» **EXCERPTED PASSAGE**:
--

Daily Market Pulse

US-China Tensions Escalate after US shuts down Houston Consulate


The first signs of trouble came when Houston police and firefighters arrived at the Houston Consulate following witness reports that papers were being burned outside the consulate in open containers. In videos posted by local Houston media outlets, fires could be seen in multiple containers. The US State Department subsequently confirmed in a statement that it had ordered the consulate closed “to protect American intellectual property and Americans’ private information”. Futures on the S&P 500 Index are lower and European stocks fell. The yuan fell, Hong Kong shares continued their decline, and both gold and silver reversed some of their recent gains. Senate Republicans and the Trump administration are struggling to reach a consensus on further stimulus plans. With time running out as the current plan runs out at the end of next week, the market is closely following the tapes for further direction. 


The euro has rallied 1.3% and is being seen as a potential safe haven following the landmark deal reached by EU leaders to create a recovery fund and pull the Euro bloc out of the deepest recession since WWII. EUR/USD hit its highest level since January 2018 after the agreement was announced yesterday afternoon. If the European politicians continue to quell the fears of any breakup in the EU bloc, the market will take that as a positive signal. The market has taken a “risk-on” approach with the USD weakening more than equities are strengthening which could be interpreted as a more medium to longer-term market indicator. It will be important to monitor inflows into Europe post the Euro recovery fund agreement to see if there is further momentum.

--

» **DATA LISTING**:
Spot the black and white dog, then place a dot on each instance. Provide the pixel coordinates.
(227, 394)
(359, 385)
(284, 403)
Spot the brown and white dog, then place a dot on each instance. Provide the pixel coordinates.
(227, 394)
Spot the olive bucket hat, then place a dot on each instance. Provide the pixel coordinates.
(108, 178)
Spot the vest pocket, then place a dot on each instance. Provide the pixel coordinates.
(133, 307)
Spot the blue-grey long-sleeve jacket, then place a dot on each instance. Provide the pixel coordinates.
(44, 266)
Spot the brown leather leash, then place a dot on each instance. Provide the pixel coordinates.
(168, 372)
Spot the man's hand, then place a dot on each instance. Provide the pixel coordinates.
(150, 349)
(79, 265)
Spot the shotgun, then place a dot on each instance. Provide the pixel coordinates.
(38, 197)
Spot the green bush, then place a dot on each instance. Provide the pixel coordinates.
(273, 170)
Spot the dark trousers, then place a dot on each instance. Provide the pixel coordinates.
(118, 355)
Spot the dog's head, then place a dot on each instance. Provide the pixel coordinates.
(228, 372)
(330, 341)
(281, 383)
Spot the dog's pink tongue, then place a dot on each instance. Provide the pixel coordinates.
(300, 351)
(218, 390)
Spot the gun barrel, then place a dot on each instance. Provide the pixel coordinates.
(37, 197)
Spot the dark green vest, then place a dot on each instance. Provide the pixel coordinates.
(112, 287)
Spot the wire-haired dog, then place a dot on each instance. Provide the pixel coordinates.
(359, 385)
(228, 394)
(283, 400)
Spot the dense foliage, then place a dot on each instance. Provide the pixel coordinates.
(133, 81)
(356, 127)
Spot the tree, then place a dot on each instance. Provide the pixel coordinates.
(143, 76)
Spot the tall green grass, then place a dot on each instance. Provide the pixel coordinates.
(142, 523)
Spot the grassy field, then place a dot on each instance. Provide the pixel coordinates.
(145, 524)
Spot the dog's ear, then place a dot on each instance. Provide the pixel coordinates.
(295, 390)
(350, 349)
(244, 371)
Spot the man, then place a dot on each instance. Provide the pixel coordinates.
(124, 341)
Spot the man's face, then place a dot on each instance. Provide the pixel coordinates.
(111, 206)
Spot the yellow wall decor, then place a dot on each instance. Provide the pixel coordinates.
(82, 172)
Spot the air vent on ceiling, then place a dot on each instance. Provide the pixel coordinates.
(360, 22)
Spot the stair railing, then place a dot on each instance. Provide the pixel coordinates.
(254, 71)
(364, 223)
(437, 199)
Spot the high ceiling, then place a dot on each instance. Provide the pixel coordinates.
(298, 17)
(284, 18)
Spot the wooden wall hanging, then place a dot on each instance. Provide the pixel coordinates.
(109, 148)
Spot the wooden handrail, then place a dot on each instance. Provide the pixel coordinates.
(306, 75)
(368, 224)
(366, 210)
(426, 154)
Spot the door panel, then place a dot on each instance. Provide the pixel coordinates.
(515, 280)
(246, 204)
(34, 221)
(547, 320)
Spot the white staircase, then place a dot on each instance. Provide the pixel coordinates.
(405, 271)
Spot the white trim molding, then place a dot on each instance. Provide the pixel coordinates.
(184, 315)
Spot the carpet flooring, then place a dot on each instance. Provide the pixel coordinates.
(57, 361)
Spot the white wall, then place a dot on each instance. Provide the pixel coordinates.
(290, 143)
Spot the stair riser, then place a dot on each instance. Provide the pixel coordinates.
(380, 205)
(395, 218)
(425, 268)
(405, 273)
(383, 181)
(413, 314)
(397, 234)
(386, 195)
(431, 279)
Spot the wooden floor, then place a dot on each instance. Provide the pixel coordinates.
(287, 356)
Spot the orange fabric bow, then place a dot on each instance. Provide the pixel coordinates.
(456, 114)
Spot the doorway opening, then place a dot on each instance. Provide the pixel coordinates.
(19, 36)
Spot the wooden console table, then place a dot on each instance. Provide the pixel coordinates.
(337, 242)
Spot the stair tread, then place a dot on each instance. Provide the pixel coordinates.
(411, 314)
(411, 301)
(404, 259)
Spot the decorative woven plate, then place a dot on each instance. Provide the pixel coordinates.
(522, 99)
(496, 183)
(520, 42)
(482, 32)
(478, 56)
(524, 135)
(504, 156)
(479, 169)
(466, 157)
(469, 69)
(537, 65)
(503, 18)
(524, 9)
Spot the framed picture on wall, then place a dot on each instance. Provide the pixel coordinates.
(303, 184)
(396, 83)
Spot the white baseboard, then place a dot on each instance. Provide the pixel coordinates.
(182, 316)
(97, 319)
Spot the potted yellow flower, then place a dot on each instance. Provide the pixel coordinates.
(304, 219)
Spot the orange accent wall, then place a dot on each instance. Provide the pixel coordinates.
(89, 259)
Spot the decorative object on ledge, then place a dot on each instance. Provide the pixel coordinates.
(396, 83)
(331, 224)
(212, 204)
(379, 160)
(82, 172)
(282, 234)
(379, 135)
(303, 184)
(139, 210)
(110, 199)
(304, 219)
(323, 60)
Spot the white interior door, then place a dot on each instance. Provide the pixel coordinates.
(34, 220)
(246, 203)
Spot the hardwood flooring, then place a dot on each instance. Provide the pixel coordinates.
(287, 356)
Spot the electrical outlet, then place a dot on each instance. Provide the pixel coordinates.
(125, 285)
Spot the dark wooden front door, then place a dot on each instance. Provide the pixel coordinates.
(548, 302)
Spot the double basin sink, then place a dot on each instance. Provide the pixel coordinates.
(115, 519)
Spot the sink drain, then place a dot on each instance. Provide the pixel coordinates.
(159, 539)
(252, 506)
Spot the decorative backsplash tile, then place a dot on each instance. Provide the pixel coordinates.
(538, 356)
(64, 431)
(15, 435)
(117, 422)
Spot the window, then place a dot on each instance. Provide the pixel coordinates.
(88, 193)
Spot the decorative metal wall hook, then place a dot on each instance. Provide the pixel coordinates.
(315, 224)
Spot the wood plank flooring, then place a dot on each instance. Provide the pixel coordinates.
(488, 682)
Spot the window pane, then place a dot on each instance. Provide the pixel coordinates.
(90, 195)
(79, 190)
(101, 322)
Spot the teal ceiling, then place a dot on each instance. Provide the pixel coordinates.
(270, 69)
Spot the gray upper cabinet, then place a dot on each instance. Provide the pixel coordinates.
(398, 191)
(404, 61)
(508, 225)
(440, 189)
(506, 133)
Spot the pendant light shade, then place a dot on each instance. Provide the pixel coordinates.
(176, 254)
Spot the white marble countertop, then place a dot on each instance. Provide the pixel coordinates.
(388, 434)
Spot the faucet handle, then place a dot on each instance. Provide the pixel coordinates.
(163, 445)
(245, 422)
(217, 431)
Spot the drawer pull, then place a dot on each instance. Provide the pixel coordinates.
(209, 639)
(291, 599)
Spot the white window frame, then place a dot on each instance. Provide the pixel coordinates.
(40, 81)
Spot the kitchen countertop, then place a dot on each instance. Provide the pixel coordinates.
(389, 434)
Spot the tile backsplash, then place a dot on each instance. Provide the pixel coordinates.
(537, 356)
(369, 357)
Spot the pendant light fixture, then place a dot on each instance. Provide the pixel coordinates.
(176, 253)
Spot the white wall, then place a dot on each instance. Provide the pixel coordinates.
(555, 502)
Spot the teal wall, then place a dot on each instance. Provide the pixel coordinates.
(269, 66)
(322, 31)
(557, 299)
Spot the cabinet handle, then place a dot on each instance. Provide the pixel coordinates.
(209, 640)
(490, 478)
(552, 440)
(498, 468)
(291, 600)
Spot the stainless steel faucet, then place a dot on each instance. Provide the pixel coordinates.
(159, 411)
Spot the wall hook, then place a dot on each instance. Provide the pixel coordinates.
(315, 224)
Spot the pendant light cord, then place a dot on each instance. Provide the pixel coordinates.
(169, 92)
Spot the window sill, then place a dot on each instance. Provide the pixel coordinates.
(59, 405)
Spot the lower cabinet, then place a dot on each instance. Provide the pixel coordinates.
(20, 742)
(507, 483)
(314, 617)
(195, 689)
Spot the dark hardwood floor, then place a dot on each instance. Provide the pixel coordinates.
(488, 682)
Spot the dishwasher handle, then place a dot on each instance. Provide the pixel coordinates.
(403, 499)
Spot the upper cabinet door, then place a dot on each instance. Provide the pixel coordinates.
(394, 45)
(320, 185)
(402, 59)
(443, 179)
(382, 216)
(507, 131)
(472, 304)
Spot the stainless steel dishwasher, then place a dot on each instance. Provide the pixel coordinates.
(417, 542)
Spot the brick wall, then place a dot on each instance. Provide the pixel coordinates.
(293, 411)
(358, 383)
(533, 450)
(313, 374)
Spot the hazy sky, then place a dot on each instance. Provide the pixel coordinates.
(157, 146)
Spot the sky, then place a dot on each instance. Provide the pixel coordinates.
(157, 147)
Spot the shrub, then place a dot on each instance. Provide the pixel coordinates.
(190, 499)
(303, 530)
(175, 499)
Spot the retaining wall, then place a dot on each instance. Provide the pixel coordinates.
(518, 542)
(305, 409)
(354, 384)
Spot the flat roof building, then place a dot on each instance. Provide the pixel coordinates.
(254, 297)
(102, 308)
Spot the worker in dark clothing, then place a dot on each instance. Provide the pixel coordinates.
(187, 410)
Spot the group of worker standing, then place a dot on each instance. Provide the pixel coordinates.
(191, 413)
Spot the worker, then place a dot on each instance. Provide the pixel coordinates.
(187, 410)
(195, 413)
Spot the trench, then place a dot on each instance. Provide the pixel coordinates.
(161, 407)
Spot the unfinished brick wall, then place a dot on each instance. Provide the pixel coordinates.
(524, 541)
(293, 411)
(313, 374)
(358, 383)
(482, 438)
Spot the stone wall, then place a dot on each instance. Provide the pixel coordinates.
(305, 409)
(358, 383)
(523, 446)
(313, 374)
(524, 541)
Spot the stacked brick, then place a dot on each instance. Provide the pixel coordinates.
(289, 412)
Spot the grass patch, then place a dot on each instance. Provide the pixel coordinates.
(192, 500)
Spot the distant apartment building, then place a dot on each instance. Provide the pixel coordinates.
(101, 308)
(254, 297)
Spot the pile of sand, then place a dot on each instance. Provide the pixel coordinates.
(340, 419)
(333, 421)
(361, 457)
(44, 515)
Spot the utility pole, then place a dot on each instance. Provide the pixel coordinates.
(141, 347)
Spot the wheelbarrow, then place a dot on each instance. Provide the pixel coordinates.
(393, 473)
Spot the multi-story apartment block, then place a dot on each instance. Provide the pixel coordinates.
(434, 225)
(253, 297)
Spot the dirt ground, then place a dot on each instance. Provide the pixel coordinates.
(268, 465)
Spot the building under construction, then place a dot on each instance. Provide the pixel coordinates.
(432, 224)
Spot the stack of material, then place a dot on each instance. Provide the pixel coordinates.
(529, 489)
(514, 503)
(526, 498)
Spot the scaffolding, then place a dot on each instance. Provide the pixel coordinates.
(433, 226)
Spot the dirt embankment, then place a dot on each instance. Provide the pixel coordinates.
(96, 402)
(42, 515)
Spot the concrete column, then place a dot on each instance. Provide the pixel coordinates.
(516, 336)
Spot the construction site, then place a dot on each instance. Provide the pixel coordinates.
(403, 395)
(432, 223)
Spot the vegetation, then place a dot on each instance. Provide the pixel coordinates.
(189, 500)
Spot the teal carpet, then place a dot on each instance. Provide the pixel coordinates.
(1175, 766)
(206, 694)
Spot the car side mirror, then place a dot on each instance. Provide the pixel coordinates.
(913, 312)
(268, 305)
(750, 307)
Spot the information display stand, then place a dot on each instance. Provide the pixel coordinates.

--

» **TASK INSTRUCTIONS**:
Continue the Daily Market Pulse commentary on US-China tensions and the euro from its last sentence, keeping its tone and subject.

» **ANSWER SPACE**:
With the confirmation of the EU recovery fund and subsequent pressure on the USD, GBP/USD has remained supported. The EUR/GBP cross rate (which is a good indicator) has followed EUR/USD higher initially, however, GBP/USD underperformed following an article noting that EU-UK negotiations are not progressing well and developments pointing closer to a no-deal at this point and time. With the large USD move, coupled with reports of EU-UK negotiations struggling, the market is searching for near direction during the summer months. The FT cited unnamed senior government officials, that the government has abandoned hopes for reaching a trade deal with the US before the presidential election in November, which could mean there will be no hope for a deal by the time Britain leaves the EU by year-end. 


USD/JPY is not correlating with equities, yields, or escalating tensions between the US & China. As stocks trade on the positive side, the market has little appetite to gain a medium-term conviction, and sideways price action is the result. Japan published an estimate of the Manufacturing PMI which was better than consensus at 42.6 vs previous 40.1.


USD/CAD had a major break lower yesterday on the back of the overall market selling USD. The market will be watching for Canadian CPI out this morning with headline inflation measure likely to show a significant increase, driven largely by higher gasoline prices during the month. Core measures of inflation are forecasted to remain challenged as Covid-19 related impact on pricing facing challenges from lower rents and declining mortgage interest costs. WTI oil futures hit three and a half month peak at $42.40 which helped the CAD move to its six-week highs.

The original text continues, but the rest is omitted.